::: RECORDS :::

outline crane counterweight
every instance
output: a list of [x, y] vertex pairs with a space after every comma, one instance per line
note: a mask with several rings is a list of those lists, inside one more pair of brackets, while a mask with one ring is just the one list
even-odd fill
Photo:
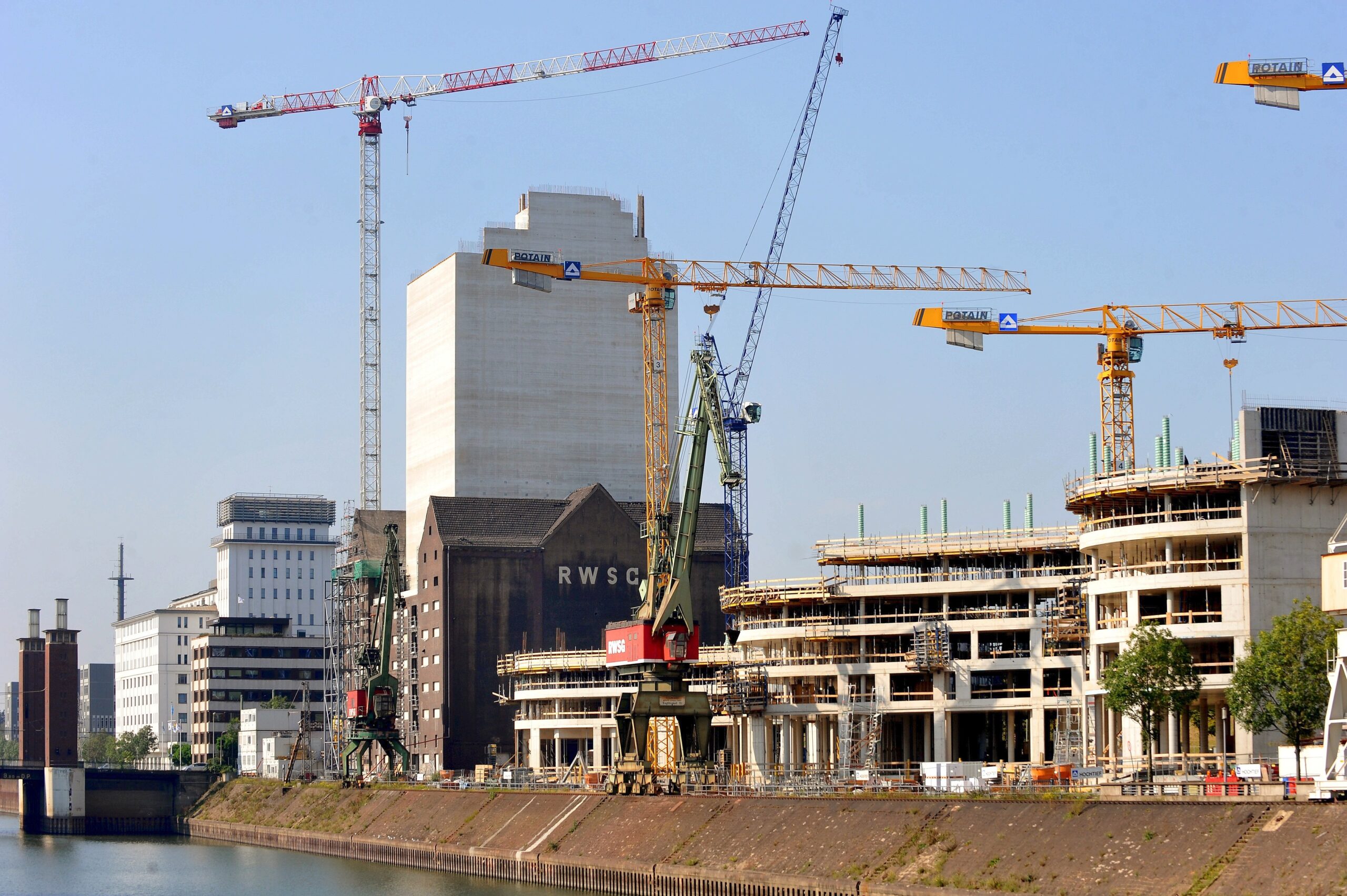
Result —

:::

§ **DIRECTIONS FOR THIS TASK**
How many lines of the data contain the word "every"? Give only the number.

§ **EXERCISE ANSWER**
2